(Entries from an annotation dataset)
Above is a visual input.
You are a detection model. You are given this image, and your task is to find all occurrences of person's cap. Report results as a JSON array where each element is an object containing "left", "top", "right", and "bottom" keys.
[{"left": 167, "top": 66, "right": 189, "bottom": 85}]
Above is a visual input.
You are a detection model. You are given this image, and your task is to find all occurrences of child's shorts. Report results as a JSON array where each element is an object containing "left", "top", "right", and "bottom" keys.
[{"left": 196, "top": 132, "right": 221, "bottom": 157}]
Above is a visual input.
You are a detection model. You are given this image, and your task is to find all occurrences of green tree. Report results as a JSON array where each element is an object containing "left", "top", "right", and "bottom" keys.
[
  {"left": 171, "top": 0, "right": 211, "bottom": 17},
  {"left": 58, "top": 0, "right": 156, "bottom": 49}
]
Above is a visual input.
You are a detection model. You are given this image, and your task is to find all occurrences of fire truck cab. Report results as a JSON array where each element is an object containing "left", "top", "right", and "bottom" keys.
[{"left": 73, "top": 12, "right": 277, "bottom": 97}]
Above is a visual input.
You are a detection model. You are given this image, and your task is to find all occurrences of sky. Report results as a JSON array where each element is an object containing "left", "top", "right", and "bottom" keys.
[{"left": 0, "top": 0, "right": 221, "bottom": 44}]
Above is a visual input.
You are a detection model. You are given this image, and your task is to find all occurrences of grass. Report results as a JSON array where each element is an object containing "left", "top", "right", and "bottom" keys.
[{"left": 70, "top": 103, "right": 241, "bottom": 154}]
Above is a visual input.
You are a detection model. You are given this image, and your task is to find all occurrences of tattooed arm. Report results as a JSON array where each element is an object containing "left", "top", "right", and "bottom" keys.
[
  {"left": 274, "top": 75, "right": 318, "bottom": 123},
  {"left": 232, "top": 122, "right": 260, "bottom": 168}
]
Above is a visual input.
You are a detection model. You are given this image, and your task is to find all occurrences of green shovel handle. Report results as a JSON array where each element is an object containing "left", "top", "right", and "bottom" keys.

TASK DIRECTIONS: Locate every line in the entries above that contains the word "green", and reproduce each such line in full.

FINISHED TASK:
You are a detection model. You are given this image, and your task is to find all occurrences of green tree. Report results as a JSON array where each element is an object containing "left", "top", "right", and "bottom" keys.
You are a detection model. You are given this image, and your task is to find all occurrences of green shovel handle. Report results as a JSON array where each element is an object containing "left", "top", "right", and "bottom" keys.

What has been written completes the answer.